[Items from a dataset]

■ ■ ■ ■

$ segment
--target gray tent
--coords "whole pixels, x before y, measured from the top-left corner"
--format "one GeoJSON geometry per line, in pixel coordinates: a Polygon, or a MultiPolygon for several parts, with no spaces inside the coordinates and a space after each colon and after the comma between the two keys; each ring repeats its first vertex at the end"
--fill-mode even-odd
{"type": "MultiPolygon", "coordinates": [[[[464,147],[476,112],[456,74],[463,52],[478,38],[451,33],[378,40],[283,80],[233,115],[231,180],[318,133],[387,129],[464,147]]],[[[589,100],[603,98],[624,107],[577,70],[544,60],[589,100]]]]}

■ ■ ■ ■

▶ **PROBLEM DETAILS**
Copy out the items above, changing "top-left corner" to "upper-left corner" and keeping everything else as it is.

▶ **SOLUTION BELOW**
$ segment
--target gray tent
--coords "whole pixels, x before y, measured from the upper-left corner"
--format "one GeoJSON geometry per line, in pixel coordinates: a Polygon, or a MultiPolygon for several parts, with no spaces inside the coordinates and a space after each colon and after the comma between the two keys; each ring repeats its first vertex at the end"
--fill-mode even-odd
{"type": "MultiPolygon", "coordinates": [[[[464,147],[476,112],[456,74],[463,52],[478,38],[451,33],[378,40],[283,80],[233,115],[231,180],[318,133],[387,129],[464,147]]],[[[589,100],[603,98],[624,107],[577,70],[544,60],[589,100]]]]}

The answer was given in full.